Extract to read:
────────────────────────────────────────
I'd just knock them out with a hammer, make the repairs and move on.
Going to have to do the repairs anyways.


----------



## de-nagorg (Feb 23, 2014)

Thanks Joe.

I see them as useful somewhere else, thus I strive to re-use things like that.

OP could just use a sawz-all in the middle of them and saw them in half, then rip them out, but as you say repairs will be needed then.

ED


----------



## JAyer1654 (Jan 8, 2017)

Thanks for the responses. I did not see a plug and I am able to slightly twist, which makes me believe their is not a screw going in at an angle. So are all indications pointing to sawz-all or demo with hammer?


----------



## jlhaslip (Dec 31, 2009)

Cut them about 3 inches from the bottom so as to miss the screw and you may be able to salvage them if you so desire. Otherwise, it doesn't really matter where you cut them.


----------



## Str8AheadInc (Feb 25, 2017)

Yeah, those are decorative and can be ripped out. Re-use? I don't know about reuse for something so dated. Free stuff on Craigslist maybe. Did you rip them out yet?
────────────────────────────────────────
Continue the forum thread about removing the decorative pieces from where it stops.

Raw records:
────────────────────────────────────────
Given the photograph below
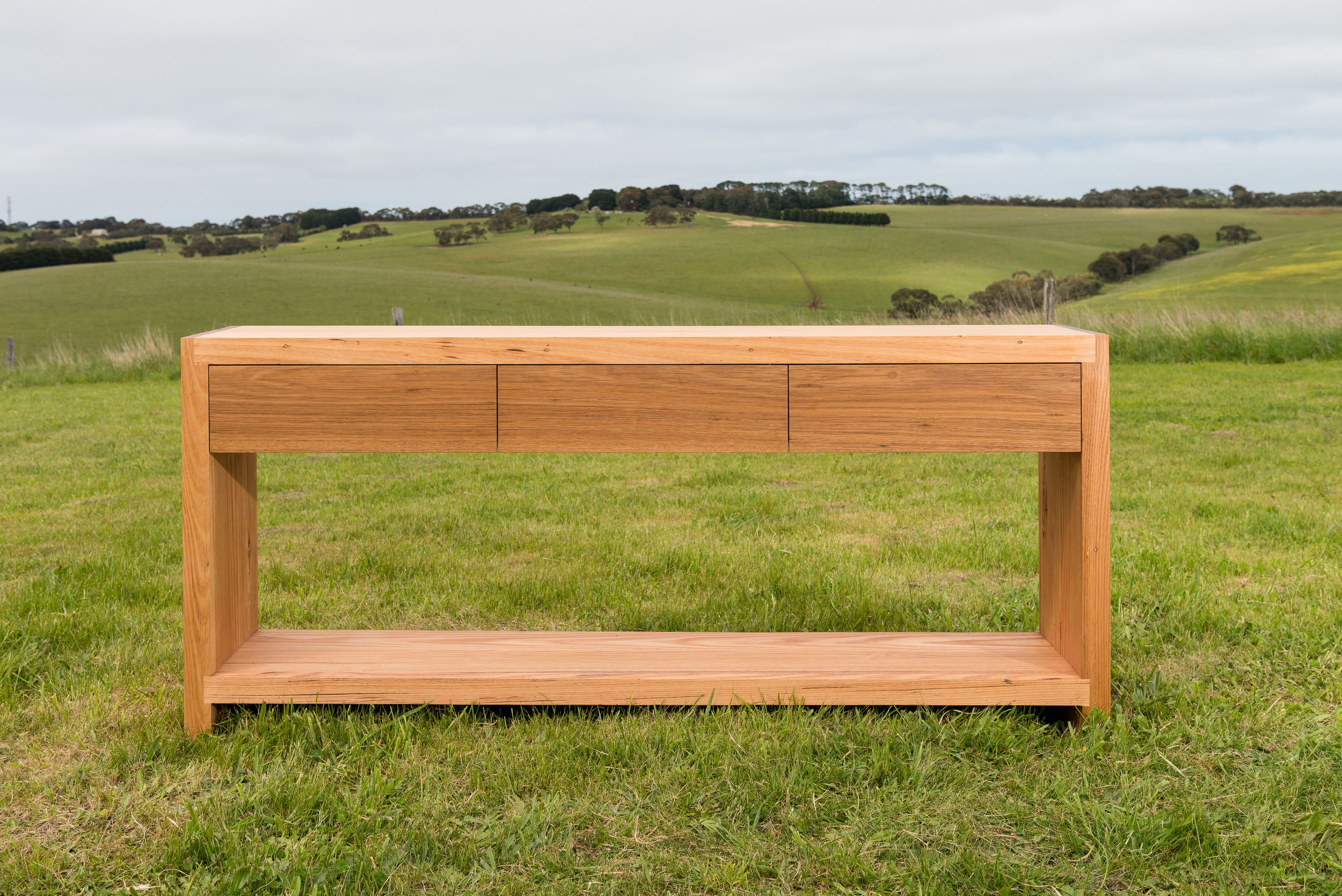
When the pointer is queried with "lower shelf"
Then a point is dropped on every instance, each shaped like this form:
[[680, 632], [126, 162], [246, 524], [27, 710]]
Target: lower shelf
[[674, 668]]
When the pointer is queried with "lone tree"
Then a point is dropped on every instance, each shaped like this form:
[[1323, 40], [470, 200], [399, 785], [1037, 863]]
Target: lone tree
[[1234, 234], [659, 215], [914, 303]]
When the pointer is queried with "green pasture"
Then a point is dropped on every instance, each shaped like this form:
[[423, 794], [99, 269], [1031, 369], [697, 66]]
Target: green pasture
────────────────────────────────────────
Expected answer:
----------



## JIMMIEM (Nov 17, 2016)

I'd use an oscillating multi tool with a plunge blade to cut them off at the very top and bottom. This will do the least amount of damage to the spindles. If you're not sure if there are metal fasteners involved get a blade that will cut both wood and metal. If you don't have an oscillating multi tool you can get a cheapy ($15.00) at Harbor Freight or buy something better if tools are in your budget. This is a really cool tool. Bosch blades are tops......but be aware that different tool manufacturers use different attachment configurations....but there are adapters.


----------



## KPDMinc (Nov 7, 2016)

Rip them out, re-purpose them into firewood...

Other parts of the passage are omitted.